Aim of the exercise: Reproduce verbatim every line from the one that includes "task | identify every instance of the tree with" to the closing line of the entries; omit everything before it.

Entries from a pointing dataset:
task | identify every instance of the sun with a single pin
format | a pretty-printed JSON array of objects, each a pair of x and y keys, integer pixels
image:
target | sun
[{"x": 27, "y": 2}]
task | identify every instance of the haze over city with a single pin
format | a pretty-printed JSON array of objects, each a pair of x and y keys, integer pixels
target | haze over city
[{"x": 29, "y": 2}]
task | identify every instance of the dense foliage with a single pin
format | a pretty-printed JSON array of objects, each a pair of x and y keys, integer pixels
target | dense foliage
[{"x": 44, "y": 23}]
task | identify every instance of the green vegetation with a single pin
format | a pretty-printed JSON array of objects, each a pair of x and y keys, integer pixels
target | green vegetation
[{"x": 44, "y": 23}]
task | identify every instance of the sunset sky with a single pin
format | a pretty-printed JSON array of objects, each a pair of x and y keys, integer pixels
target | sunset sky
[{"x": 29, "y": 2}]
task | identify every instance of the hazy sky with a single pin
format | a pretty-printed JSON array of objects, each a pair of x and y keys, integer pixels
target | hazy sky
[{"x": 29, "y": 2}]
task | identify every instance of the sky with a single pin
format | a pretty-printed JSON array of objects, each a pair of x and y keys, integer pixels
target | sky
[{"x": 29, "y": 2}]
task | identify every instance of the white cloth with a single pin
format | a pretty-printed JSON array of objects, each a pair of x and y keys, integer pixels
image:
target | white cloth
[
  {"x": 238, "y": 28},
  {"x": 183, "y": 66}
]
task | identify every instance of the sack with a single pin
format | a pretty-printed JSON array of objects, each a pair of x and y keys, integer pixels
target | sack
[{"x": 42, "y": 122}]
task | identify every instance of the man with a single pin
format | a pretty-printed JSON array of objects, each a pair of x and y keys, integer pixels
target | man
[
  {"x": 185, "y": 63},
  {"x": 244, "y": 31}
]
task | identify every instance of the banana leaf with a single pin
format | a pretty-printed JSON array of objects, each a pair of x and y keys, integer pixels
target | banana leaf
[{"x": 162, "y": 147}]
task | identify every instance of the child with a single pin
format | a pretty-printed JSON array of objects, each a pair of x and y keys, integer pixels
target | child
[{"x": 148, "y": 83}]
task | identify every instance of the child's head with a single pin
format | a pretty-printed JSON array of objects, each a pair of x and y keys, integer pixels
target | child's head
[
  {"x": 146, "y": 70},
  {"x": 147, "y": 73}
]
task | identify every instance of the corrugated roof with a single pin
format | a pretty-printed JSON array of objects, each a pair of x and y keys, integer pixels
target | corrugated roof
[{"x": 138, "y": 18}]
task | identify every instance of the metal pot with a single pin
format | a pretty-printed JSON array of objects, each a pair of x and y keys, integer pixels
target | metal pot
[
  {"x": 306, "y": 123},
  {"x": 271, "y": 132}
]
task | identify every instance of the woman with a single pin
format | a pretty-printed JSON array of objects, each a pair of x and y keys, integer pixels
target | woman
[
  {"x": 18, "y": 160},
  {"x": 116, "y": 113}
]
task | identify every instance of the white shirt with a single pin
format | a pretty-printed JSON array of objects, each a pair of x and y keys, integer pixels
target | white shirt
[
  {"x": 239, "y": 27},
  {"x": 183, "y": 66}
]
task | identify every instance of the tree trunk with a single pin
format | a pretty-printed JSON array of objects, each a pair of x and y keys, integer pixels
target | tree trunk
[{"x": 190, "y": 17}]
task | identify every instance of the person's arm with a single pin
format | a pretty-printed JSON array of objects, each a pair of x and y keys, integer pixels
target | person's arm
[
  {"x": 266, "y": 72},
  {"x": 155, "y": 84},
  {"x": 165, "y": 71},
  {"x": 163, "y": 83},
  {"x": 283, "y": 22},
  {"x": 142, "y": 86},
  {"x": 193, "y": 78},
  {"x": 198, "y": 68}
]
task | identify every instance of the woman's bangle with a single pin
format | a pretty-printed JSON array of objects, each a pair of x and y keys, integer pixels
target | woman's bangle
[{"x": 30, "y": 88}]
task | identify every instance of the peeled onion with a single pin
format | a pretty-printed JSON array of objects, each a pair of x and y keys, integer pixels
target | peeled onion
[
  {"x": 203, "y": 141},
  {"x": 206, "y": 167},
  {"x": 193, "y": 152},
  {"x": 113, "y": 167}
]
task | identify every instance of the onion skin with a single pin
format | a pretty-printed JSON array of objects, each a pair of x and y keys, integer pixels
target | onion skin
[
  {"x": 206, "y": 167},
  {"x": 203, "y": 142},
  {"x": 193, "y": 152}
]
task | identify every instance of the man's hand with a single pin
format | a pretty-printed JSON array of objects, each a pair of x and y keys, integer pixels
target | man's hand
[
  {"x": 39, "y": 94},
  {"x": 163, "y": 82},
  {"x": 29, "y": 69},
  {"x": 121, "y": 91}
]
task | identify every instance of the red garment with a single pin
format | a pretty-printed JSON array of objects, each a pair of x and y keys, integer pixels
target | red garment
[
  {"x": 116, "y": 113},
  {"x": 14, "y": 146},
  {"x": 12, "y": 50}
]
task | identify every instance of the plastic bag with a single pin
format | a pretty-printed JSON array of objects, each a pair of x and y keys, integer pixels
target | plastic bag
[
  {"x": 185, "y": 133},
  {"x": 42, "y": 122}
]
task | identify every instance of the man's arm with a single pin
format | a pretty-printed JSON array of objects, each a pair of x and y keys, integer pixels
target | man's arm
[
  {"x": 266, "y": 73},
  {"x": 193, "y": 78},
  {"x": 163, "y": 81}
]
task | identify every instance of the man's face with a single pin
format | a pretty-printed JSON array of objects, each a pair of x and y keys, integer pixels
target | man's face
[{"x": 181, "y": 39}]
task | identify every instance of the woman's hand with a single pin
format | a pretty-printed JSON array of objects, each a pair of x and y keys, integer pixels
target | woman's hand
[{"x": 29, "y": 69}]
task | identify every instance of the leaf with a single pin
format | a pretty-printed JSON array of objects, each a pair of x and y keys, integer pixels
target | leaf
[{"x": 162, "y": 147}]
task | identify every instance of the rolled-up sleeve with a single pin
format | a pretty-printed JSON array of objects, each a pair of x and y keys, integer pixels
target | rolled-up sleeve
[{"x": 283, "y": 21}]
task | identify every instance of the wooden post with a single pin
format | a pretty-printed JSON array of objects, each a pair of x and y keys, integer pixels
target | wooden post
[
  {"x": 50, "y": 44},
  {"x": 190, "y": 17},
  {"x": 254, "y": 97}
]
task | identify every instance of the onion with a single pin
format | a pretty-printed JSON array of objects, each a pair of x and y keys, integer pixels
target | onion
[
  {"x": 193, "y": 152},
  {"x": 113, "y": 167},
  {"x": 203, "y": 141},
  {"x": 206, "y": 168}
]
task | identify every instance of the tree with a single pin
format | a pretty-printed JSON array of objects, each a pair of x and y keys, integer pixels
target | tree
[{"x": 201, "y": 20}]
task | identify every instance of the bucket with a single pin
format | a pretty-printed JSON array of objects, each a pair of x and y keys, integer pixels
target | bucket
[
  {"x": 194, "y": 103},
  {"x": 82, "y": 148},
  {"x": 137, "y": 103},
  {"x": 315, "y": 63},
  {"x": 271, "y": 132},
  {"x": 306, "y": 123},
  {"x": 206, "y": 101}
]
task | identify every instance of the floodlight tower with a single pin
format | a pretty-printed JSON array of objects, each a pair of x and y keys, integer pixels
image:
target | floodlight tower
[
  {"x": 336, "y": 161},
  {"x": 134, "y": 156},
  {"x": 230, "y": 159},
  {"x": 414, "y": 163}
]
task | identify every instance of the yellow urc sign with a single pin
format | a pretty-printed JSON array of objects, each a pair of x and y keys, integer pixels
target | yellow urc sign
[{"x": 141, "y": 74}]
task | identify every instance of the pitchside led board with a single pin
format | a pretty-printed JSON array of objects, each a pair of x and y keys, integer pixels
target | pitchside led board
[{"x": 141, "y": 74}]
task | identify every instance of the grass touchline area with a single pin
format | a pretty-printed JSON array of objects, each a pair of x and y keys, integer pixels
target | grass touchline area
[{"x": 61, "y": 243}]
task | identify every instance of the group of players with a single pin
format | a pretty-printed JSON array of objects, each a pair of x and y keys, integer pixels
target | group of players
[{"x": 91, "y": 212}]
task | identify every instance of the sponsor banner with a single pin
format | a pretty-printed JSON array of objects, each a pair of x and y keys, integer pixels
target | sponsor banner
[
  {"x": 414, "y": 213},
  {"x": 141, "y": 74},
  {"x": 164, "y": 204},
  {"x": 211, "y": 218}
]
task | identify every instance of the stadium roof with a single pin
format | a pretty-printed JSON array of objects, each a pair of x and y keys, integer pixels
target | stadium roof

Output for this task:
task | identify every instance of the tree with a single pin
format | a pretty-printed JSON array of objects, each a pair of x and y keys, integer pixels
target | tree
[{"x": 201, "y": 20}]
task | identify every instance of the bucket with a single pin
format | a pretty-printed JSON array of objects, each a pair of x and y keys, integer pixels
target | bucket
[
  {"x": 194, "y": 103},
  {"x": 82, "y": 148},
  {"x": 137, "y": 103},
  {"x": 315, "y": 63},
  {"x": 271, "y": 132},
  {"x": 306, "y": 123},
  {"x": 206, "y": 101}
]
task | identify every instance of the floodlight tower with a single pin
format | a pretty-printed JSON array of objects, each a pair of x and y keys, integer pixels
image:
target | floodlight tower
[
  {"x": 336, "y": 161},
  {"x": 134, "y": 156},
  {"x": 230, "y": 159},
  {"x": 414, "y": 163}
]
task | identify every instance of the yellow urc sign with a single pin
format | a pretty-printed JSON array of objects, each a pair of x and y keys, integer pixels
target | yellow urc sign
[{"x": 141, "y": 74}]
task | identify every instance of the pitchside led board with a single pin
format | a pretty-printed JSON array of objects, each a pair of x and y keys, integer pixels
target | pitchside led board
[{"x": 141, "y": 74}]
task | identify every instance of the grass touchline area with a single pin
format | a pretty-printed JSON array of objects, each a pair of x and y keys, integer pixels
target | grass touchline area
[{"x": 61, "y": 243}]
task | identify every instance of the group of players with a single pin
format | a pretty-printed JSON array of objects, each a pair of x and y keys, integer pixels
target | group of players
[{"x": 91, "y": 212}]
task | identify every instance of the sponsor banner with a single pin
format | a pretty-printed JSON array of objects, each a pair of x and y keys, integer pixels
target | sponsor banner
[
  {"x": 414, "y": 213},
  {"x": 141, "y": 74},
  {"x": 164, "y": 204},
  {"x": 211, "y": 218}
]
task | identify every instance of the stadium roof with a single pin
format | a pretty-printed JSON array of objects, each a pair of x and y keys, integer pixels
target | stadium roof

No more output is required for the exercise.